╔══

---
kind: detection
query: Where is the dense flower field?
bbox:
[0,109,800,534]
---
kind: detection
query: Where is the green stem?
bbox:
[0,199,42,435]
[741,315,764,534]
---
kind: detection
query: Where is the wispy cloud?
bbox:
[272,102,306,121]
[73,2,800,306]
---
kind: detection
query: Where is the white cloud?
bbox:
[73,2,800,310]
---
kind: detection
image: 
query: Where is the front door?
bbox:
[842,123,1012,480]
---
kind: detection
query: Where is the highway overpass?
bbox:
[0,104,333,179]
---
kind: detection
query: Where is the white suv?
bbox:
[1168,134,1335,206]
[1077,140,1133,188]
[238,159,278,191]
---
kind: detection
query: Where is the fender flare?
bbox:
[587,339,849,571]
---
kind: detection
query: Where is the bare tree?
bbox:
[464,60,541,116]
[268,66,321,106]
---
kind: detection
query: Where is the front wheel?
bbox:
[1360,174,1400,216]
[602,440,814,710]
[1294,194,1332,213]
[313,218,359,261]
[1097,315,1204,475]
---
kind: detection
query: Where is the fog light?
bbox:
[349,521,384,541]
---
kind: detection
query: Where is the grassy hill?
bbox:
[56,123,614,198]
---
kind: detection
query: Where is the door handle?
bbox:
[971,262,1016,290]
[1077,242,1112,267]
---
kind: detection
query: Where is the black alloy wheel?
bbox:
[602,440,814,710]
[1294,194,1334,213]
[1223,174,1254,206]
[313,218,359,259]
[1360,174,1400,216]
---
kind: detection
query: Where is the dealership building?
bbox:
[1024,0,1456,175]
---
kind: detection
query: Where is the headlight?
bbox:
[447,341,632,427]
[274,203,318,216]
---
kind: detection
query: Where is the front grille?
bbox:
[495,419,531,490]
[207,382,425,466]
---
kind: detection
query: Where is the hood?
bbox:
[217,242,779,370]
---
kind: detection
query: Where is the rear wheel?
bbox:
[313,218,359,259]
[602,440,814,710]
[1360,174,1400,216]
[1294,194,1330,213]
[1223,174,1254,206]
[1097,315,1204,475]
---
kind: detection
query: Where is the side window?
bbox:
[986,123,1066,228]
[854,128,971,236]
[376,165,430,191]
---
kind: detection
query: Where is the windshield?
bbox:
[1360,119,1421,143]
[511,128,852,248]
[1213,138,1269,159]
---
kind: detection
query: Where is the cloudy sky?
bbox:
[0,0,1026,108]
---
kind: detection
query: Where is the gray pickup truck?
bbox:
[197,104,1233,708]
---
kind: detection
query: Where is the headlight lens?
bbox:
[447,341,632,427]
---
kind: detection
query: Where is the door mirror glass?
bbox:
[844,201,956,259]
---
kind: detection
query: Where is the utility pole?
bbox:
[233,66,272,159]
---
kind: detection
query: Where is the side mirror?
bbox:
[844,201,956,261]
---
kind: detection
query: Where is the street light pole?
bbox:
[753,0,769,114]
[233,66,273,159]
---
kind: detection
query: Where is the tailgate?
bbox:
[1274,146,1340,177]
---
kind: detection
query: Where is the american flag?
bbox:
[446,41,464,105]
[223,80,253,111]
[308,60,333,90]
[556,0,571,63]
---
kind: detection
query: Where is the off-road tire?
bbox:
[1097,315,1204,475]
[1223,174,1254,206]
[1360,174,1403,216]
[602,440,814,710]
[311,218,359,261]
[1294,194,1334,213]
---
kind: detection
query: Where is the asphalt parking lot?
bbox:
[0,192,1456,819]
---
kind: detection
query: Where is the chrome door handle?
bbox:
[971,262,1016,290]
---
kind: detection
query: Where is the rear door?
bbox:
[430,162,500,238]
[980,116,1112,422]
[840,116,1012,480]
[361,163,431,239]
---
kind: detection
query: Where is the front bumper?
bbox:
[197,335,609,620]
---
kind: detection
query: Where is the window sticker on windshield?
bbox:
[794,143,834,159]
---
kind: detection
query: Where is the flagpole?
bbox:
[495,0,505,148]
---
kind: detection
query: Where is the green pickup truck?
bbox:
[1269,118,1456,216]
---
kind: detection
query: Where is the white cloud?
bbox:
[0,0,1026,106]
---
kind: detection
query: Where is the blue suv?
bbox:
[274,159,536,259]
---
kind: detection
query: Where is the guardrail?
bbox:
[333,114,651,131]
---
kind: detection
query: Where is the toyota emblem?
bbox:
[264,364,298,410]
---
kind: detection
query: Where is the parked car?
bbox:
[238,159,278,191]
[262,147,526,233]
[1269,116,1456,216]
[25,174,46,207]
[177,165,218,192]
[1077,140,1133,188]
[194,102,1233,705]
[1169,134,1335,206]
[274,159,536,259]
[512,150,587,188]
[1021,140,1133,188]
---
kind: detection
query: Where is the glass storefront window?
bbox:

╚══

> [DO THIS] Pull out every line of the records above that contains the string "window" and copy each one unchanged. Matching is case-sensitive.

> [REPLY]
query: Where is the side window?
query: Where is the window sticker on windshield?
query: Where is the glass storefront window?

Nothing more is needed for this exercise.